Spark 官方文檔（4）——Configuration配置

本文轉載自查看原文 2016-07-19 16:20 16442 spark

Spark可以通過三種方式配置系統:

通過SparkConf對象, 或者Java系統屬性配置Spark的應用參數
通過每個節點上的conf/spark-env.sh腳本為每台機器配置環境變量
通過log4j.properties配置日志屬性

Spark屬性

Spark屬性可以為每個應用分別進行配置，這些屬性可以直接通過SparkConf設定，也可以通過set方法設定相關屬性。
下面展示了在本地機使用兩個線程並發執行的配置代碼：

val conf = new SparkConf() .setMaster("local[2]") .setAppName("CountingSheep") val sc = new SparkContext(conf)

對於部分時間參數需要制定單位，例如

時間單位：ms、s、m（min）、h、d、y分別表示毫秒、秒、分鍾、小時、天和年。
存儲單位：

1b (bytes) 1k or 1kb (kibibytes = 1024 bytes) 1m or 1mb (mebibytes = 1024 kibibytes) 1g or 1gb (gibibytes = 1024 mebibytes) 1t or 1tb (tebibytes = 1024 gibibytes) 1p or 1pb (pebibytes = 1024 tebibytes)

* [任務與練習]
- 1) 請照原文抄錄 Spark 配置說明中從“Spark屬性可以為每個應用”到“秒、秒、分鍾、小時、天和年。”之間的文字，首尾兩處都包括在內。
- 2) 把 Spark 配置說明中以“Spark屬性可以為每個應用分別進行配置”開頭的段落改寫得更簡短，保留其主要內容。

* [所附記錄]
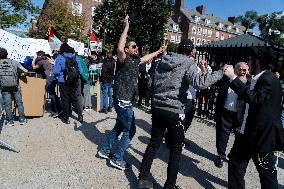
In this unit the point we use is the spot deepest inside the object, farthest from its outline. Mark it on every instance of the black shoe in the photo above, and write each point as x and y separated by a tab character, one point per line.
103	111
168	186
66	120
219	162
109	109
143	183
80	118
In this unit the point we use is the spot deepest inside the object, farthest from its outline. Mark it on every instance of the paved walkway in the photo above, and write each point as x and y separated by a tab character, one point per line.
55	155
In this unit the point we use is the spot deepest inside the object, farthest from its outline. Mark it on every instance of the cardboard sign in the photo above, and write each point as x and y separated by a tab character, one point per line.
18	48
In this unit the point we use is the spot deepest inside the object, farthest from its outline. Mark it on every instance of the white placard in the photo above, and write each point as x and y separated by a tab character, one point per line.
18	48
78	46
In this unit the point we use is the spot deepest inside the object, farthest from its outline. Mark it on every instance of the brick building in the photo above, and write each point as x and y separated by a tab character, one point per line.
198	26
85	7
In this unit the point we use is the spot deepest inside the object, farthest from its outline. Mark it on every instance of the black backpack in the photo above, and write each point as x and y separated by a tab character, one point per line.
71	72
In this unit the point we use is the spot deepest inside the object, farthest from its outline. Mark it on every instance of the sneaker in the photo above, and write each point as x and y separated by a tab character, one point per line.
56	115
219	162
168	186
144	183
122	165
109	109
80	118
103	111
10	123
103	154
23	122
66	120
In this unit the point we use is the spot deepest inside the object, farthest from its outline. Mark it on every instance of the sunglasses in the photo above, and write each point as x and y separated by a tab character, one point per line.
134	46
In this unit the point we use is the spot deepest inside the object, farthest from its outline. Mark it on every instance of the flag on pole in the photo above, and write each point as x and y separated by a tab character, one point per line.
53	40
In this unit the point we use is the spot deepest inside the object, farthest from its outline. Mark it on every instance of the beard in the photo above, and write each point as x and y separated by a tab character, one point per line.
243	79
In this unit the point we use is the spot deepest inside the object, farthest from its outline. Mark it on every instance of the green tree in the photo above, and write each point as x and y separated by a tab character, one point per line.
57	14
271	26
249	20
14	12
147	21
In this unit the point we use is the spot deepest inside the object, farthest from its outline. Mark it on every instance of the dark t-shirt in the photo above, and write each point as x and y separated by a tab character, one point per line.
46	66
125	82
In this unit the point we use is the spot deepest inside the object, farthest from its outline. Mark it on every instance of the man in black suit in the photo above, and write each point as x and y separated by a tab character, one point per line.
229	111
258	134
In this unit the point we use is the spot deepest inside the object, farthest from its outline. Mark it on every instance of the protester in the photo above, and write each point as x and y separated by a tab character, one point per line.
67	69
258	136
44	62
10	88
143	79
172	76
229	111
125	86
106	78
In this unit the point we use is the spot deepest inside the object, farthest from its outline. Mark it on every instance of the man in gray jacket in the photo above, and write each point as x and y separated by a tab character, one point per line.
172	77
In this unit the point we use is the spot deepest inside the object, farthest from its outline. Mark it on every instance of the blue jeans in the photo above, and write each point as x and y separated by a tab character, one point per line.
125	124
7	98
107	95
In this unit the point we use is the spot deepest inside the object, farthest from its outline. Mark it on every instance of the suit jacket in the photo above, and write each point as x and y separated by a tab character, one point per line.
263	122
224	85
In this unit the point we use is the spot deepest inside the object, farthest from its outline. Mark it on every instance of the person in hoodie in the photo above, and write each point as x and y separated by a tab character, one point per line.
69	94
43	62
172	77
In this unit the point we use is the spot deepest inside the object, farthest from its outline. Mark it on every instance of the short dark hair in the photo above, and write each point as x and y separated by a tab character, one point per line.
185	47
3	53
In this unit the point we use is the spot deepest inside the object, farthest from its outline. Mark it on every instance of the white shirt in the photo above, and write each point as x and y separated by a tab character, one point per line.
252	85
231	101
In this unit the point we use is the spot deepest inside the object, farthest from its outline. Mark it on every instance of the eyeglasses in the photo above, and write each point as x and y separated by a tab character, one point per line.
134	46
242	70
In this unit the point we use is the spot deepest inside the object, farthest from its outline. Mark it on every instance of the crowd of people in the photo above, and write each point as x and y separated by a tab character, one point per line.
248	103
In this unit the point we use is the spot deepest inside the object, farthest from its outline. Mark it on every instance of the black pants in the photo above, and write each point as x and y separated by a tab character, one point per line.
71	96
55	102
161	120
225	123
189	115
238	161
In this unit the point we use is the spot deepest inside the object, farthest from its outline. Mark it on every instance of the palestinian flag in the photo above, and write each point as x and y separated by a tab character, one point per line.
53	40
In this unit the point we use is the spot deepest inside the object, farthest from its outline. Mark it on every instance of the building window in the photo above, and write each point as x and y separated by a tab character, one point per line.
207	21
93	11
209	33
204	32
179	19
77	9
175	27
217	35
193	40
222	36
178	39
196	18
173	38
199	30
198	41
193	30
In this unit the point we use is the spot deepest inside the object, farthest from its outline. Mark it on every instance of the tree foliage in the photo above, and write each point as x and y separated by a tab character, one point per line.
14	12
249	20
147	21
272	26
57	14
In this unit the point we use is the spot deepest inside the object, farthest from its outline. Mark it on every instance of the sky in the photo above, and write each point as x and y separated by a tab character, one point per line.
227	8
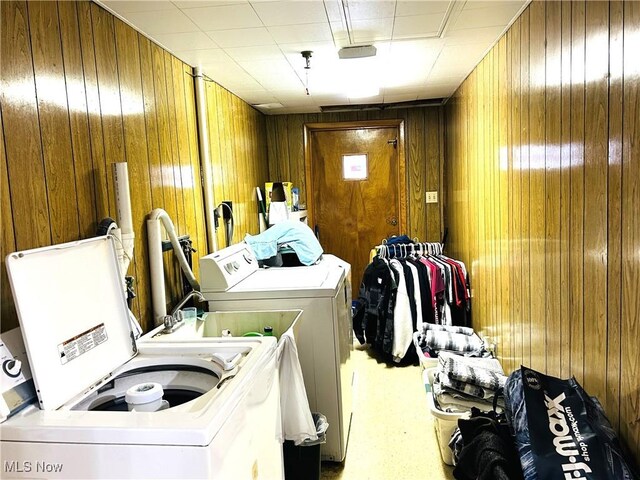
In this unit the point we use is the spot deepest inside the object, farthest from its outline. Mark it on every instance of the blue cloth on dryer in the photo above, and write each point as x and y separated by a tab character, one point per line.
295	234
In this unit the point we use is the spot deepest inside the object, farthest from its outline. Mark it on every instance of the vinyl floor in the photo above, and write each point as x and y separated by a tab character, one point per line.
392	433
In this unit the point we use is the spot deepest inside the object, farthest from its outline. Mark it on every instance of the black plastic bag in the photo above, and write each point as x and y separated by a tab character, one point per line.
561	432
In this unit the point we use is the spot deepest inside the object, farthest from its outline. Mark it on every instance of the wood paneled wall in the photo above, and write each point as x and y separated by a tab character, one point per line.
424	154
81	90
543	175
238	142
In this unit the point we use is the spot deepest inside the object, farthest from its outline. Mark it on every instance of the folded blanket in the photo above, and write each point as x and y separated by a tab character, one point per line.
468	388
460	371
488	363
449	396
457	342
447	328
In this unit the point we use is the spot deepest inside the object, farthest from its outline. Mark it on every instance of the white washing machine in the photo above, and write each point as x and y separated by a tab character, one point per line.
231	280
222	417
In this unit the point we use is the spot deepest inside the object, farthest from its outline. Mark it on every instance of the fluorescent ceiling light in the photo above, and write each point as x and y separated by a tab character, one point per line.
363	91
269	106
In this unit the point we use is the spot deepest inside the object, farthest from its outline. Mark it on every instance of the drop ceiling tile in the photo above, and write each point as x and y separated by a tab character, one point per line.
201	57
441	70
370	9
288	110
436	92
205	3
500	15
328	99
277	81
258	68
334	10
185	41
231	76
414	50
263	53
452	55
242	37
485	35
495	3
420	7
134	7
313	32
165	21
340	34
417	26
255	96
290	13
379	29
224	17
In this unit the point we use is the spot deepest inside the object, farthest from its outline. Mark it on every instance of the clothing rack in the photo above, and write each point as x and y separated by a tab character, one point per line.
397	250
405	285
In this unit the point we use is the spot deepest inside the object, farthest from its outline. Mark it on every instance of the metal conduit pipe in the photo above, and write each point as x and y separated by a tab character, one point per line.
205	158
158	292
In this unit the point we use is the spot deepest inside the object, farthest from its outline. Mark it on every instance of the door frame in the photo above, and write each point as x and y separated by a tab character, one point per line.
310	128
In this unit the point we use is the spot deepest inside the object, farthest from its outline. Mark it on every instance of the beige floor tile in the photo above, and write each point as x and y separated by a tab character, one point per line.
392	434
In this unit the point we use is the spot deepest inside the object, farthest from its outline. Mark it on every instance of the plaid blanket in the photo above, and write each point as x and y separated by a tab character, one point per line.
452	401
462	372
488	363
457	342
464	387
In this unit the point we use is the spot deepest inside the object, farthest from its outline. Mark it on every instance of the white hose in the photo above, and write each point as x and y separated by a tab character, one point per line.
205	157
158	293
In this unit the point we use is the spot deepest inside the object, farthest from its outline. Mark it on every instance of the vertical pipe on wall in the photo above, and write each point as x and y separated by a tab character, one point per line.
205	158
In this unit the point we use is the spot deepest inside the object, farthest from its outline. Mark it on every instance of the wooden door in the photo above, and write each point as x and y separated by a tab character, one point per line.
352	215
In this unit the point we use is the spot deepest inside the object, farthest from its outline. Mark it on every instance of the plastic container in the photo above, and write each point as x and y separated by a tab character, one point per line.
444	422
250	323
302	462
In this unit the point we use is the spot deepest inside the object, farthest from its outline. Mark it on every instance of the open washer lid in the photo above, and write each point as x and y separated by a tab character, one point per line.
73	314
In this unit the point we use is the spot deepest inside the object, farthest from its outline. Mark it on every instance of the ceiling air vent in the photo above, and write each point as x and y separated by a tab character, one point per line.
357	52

---

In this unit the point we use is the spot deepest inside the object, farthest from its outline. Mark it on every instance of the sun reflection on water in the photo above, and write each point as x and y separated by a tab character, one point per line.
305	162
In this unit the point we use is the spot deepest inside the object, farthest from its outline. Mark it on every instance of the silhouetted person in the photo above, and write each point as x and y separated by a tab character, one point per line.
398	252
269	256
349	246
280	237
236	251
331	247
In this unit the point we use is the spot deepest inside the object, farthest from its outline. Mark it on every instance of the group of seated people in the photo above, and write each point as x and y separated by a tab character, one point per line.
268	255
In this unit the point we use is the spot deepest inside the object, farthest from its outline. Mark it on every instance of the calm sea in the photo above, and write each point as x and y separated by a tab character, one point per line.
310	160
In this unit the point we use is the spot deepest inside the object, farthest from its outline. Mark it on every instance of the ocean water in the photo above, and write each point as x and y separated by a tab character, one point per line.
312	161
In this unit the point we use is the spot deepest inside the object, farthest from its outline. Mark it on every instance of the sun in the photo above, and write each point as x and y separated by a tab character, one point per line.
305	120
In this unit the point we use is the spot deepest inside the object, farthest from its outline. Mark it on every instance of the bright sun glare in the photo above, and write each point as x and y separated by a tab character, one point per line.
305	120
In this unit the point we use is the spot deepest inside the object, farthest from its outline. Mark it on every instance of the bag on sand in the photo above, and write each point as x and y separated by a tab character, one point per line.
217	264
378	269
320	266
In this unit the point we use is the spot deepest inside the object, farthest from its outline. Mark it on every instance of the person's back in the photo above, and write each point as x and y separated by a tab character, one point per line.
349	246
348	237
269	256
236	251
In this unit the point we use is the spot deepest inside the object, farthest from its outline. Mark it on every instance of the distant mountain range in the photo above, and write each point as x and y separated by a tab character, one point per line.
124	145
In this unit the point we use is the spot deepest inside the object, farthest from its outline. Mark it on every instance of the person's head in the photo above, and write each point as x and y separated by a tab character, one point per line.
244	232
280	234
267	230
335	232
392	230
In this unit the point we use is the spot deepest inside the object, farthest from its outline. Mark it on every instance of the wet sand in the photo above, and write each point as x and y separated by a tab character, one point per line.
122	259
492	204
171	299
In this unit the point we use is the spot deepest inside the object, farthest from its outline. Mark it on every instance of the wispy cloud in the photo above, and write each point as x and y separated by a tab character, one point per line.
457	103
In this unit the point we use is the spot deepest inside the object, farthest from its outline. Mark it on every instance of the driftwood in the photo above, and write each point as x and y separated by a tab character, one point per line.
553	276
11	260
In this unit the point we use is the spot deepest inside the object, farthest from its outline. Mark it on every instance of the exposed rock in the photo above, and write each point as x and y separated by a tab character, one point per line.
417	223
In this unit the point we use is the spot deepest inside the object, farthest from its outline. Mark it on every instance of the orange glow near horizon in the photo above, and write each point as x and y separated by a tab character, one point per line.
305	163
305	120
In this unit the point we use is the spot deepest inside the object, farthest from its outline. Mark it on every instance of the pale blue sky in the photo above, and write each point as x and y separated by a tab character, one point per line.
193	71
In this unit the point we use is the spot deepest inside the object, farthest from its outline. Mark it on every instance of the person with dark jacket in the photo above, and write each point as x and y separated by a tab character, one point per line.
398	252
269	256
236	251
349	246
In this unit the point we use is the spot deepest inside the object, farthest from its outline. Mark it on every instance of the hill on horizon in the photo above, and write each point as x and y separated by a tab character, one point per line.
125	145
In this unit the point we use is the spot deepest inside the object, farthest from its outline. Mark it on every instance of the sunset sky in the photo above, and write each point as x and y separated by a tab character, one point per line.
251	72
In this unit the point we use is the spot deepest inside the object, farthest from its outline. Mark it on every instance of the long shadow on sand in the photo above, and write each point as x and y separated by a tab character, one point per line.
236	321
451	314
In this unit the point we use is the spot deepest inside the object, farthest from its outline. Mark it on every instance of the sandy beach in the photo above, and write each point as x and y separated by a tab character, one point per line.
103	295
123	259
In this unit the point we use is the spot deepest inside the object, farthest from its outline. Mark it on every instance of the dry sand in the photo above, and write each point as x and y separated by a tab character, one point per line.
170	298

* [逐題答案]
- 1)
Spark屬性可以為每個應用分別進行配置，這些屬性可以直接通過SparkConf設定，也可以通過set方法設定相關屬性。
下面展示了在本地機使用兩個線程並發執行的配置代碼：

val conf = new SparkConf() .setMaster("local[2]") .setAppName("CountingSheep") val sc = new SparkContext(conf)

對於部分時間參數需要制定單位，例如

時間單位：ms、s、m（min）、h、d、y分別表示毫秒、秒、分鍾、小時、天和年。

- 2) Spark屬性可按應用分別配置，既可直接用SparkConf設定，也可用set方法設定。接下來給出的是在本地機以兩個線程並發執行的配置代碼。